REQUIRED TASKS:
a) From the SNP CTM overview, copy the stretch from "Introduction to SNP" through "(PP/DS) and SNP." word for word.
b) Answer these questions using the SNP CTM overview:
(i) Over what horizon is a typical supply planning process run?
(ii) How many major algorithm options do companies have when implementing SNP for mid- and long-term planning?
(iii) For which two areas does CTM offer modes with functionality?
c) According to the SNP CTM overview, why is CTM becoming a more popular choice for companies in the process industries? Answer in one to three sentences.

DOCUMENT EXTRACT:
-- BEGIN --
The supply planning process creates a feasible forward-looking production plan on a weekly basis by considering the capacity constraints, material constraints, manufacturing run rules, and supply chain network. A typical supply planning process is executed every week in weekly buckets for a six- to 12-month horizon, but may differ from company to company.

Having an accurate supply plan can help businesses with increased visibility to the entire supply chain, shorten order-fulfillment times, reduce inventory levels, and improve customer service. Business requirements in the process industry need to be adequately addressed by the planning engines. Some of the critical challenges when using Supply Network Planning (SNP) enabled by SAP Advanced Planning and Optimization (SAP APO) Capable to Match (CTM) as the engine to generate a weekly supply plan are:

• Accounting for lot size and available capacity in a weekly bucket to maximize capacity use
• Prioritizing demand based on cumulative lead time (time required to move the product from the manufacturing location to the distribution center)
• Minimizing manual intervention when generating a supply plan and performing an inventory build for seasonal products

We first discuss the critical business considerations and questions that need to be answered with respect to supply planning in the process industry. We also describe how with the help of innovative changes to the existing functionalities combined with enhancements to planning engines using various user exits and Business Add-Ins (BAdIs) available in APO CTM, we were able to address these business challenges. We cover how to better solve business challenges using CTM as the preferred engine.

Introduction to SNP and CTM

CTM is a planning engine that enables multi-level supply and demand matching as part of SAP APO. CTM offers two modes containing functionality for use in Production Planning and Detailed Scheduling (PP/DS) and SNP.

For the purposes of this analysis, our focus is on the SNP CTM solution. CTM is one of the three major algorithm options companies have when they are implementing SNP for mid- and long-term planning. The basic characteristics of SNP CTM include the following:

• Order-based planning: Every demand that is stored in the system as a liveCache order is planned individually by the CTM algorithm. The algorithm provides the capability to generate logs that assess each forecast, sales order, or other demand source individually as being met on time, met late, or not met at all. This differs from the time-based, bucket-oriented planning that is used by SNP heuristics and the SNP Optimizer.
• Demand prioritization: Offers the capability to establish location-based or customer-based demand priorities that drive the solver to consider certain demands in priority sequence during the CTM planning run
• Finite capacity planning: CTM generates a constrained supply plan that can consider transit times, goods receipt/issue processing times, transportation capacity, and production capacity for in-house manufacturing
• Supply prioritization and multi-sourcing: When multiple sources of supply are available (e.g., multiple lines at the same plant, multiple in-house manufacturing plants, or a make-versus-buy scenario) CTM can consider a prioritization sequence before scheduling the supply to meet the demand. In scenarios in which capacity is constrained, CTM defaults to planning a receipt in advance before it seeks out a lower priority supply source. The impacts of this phenomenon are discussed in the “Seasonal Pre-Builds” section.

Overall, CTM is becoming a more popular choice for companies in the process industries that seek a middle ground between the simplicity and limited capabilities of SNP heuristics and the additional master data requirements and solution complexity associated with successfully implementing the SNP Optimizer.
-- END --
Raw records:
-- BEGIN --
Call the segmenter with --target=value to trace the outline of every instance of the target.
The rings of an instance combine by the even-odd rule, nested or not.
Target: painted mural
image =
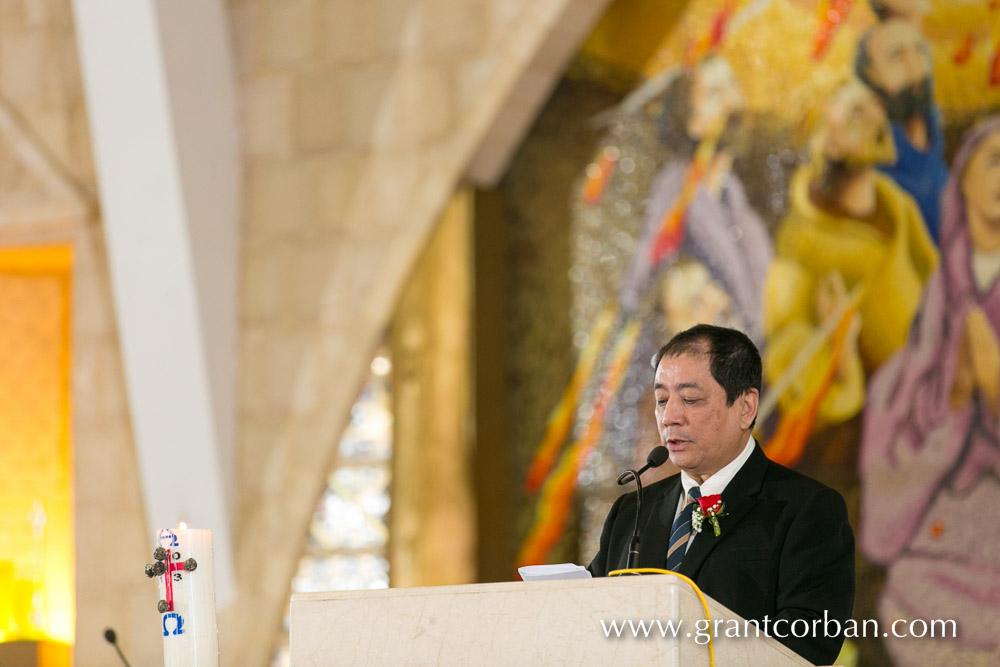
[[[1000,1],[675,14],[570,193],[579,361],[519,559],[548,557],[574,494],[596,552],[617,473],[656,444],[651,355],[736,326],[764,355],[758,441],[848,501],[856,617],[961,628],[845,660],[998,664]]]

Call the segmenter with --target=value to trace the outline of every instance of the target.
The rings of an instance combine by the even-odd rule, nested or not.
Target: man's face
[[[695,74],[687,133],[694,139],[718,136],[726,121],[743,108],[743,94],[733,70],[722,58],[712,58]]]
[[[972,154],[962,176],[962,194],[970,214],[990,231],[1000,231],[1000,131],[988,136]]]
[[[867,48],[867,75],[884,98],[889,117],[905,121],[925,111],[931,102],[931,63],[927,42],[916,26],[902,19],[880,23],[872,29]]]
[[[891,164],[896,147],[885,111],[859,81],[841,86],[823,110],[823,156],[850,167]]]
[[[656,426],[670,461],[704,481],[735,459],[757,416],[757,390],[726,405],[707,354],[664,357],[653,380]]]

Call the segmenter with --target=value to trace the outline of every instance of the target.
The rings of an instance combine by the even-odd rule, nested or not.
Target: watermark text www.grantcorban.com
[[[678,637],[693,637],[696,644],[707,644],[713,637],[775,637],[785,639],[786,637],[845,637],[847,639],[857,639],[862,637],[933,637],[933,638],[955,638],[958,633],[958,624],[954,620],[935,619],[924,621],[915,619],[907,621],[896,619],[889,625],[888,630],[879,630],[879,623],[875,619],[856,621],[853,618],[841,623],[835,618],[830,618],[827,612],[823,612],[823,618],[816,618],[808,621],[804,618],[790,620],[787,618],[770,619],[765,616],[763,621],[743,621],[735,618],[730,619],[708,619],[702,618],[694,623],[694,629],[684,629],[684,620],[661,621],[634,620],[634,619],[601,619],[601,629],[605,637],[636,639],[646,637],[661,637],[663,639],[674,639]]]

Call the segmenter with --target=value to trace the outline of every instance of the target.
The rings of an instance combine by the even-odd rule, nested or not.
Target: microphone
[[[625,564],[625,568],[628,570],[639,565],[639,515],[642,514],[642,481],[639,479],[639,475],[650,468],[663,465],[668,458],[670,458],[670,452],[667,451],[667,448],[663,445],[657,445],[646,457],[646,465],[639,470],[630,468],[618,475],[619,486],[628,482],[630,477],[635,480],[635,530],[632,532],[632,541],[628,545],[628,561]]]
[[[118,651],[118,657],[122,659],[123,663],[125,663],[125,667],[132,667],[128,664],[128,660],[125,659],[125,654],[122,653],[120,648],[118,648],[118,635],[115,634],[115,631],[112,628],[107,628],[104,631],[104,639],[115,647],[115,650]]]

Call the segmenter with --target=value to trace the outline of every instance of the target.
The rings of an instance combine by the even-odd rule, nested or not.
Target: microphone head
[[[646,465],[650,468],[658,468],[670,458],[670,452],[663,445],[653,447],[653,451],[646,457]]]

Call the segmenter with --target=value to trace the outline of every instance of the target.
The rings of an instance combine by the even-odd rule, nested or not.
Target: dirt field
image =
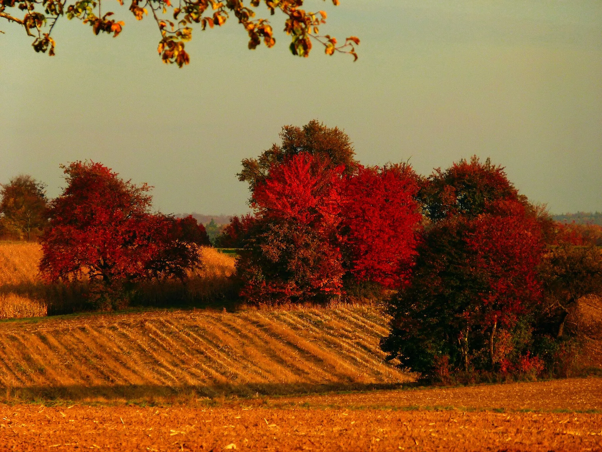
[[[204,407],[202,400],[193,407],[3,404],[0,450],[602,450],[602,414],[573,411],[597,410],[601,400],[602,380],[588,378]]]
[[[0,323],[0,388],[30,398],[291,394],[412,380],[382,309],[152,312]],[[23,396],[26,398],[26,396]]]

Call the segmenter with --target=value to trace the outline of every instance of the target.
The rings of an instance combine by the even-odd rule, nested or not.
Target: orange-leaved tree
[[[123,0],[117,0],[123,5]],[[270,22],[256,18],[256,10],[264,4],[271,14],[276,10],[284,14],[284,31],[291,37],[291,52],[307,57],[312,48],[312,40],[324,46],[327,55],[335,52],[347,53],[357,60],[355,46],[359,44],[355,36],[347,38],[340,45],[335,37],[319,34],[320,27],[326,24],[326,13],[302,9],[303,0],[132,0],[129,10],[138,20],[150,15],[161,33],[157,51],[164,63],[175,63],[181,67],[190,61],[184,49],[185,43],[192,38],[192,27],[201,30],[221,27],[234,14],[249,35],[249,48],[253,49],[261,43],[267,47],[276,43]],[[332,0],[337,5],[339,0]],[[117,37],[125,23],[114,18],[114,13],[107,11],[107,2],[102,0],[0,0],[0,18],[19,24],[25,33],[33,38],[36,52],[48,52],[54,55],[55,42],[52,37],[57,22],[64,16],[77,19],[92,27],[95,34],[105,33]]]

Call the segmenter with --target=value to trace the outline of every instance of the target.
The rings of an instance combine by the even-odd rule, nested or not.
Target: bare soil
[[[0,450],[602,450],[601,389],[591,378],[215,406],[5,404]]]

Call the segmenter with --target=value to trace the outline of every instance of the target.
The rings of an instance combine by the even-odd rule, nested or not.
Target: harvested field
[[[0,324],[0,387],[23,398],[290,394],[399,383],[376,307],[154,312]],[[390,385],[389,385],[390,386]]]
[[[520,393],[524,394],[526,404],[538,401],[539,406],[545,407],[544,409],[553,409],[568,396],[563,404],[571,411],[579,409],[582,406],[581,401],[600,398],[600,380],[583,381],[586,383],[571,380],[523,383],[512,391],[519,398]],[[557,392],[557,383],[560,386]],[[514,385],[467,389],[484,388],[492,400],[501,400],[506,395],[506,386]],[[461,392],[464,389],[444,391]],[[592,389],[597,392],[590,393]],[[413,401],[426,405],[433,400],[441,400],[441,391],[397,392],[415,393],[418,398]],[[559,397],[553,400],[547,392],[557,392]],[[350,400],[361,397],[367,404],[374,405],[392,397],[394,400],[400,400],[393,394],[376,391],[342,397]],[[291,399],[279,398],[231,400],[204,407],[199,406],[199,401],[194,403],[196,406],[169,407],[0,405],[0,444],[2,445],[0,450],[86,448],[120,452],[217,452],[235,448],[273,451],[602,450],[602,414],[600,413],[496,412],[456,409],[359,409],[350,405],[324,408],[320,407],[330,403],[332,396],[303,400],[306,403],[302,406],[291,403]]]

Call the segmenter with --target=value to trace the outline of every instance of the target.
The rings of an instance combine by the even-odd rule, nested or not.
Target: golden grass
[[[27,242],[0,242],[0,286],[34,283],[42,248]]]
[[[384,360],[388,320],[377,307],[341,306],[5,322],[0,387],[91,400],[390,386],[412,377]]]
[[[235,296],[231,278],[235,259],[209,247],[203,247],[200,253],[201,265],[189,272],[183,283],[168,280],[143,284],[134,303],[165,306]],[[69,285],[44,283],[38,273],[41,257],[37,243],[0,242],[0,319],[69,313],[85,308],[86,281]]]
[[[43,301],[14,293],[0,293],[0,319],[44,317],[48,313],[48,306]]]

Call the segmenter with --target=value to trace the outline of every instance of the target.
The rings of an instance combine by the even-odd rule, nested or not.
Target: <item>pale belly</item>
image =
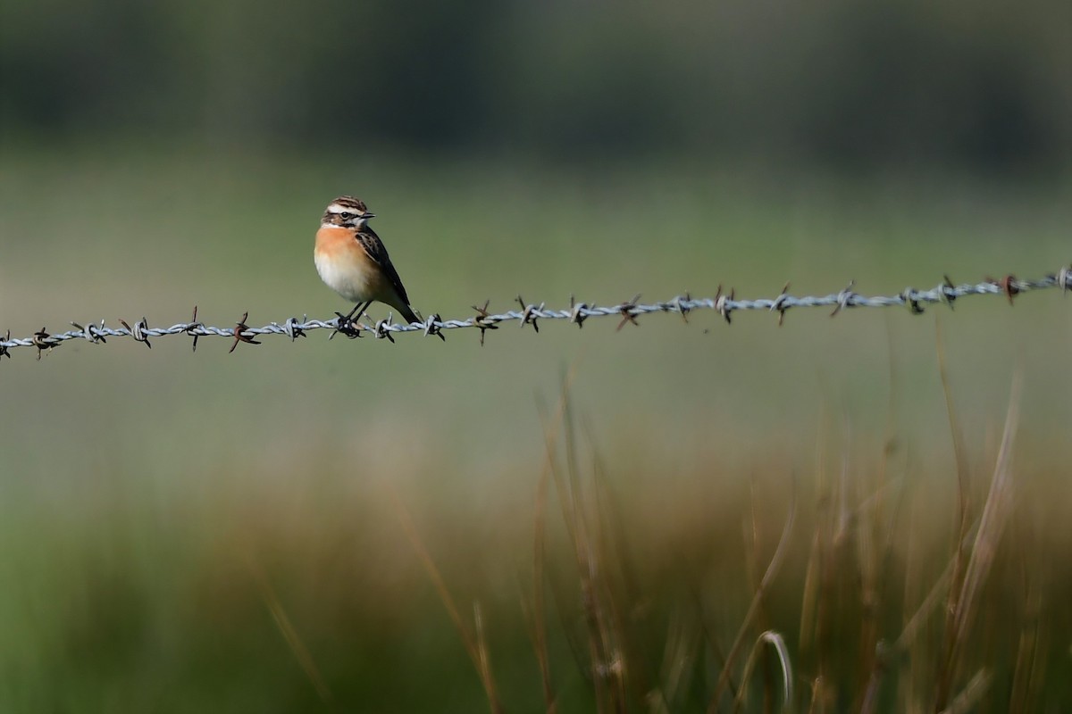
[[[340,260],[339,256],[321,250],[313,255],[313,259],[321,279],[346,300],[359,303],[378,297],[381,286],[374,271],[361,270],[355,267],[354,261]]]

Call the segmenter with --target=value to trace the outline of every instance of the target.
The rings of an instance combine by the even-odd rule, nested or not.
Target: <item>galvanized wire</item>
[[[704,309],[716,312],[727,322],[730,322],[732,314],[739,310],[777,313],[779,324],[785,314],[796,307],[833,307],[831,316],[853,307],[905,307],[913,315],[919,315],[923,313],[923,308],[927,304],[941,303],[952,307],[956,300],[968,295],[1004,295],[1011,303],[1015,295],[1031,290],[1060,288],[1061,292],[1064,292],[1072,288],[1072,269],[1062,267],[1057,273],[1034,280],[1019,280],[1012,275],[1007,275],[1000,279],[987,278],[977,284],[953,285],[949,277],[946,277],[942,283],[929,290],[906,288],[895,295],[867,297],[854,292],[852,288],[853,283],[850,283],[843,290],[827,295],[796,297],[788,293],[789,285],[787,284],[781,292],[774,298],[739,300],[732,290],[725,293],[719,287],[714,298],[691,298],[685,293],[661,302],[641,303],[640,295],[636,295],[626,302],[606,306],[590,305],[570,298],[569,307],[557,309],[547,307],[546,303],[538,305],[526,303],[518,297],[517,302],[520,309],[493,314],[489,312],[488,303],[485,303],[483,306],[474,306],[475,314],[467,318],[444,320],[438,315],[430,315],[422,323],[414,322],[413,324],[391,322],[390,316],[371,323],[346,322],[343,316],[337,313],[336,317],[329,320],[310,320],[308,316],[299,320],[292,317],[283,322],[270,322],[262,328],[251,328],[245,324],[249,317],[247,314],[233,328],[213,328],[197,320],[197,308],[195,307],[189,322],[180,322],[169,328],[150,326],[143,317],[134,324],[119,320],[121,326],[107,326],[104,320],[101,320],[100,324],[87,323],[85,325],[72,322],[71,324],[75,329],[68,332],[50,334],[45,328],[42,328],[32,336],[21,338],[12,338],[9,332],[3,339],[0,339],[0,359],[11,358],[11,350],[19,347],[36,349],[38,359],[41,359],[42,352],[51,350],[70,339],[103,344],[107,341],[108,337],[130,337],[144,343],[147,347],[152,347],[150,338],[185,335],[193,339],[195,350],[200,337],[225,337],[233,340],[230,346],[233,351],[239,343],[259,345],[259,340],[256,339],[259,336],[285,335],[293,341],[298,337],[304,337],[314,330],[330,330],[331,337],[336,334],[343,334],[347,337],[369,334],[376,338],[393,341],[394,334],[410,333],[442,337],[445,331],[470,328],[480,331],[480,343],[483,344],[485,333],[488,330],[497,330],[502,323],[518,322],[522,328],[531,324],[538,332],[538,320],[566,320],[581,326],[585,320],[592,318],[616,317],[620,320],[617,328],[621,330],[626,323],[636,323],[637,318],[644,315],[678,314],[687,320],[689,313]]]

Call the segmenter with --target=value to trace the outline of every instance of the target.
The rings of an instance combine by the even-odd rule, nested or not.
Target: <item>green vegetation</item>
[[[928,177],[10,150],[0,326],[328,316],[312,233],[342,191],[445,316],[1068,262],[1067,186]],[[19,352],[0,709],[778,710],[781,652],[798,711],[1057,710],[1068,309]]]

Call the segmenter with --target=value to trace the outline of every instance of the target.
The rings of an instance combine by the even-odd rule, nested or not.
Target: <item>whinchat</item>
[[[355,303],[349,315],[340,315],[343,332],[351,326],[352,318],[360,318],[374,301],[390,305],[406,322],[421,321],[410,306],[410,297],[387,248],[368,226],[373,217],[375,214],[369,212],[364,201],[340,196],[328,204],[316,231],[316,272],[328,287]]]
-- END --
TASK ANSWERS:
a)
Introduction to SNP and CTM

CTM is a planning engine that enables multi-level supply and demand matching as part of SAP APO. CTM offers two modes containing functionality for use in Production Planning and Detailed Scheduling (PP/DS) and SNP.

b)
(i) A six- to 12-month horizon, in weekly buckets.
(ii) Three.
(iii) Production Planning and Detailed Scheduling (PP/DS) and SNP.

c) Those companies want a middle ground between two options. SNP heuristics are simple but have limited capabilities. The SNP Optimizer brings additional master data requirements and solution complexity.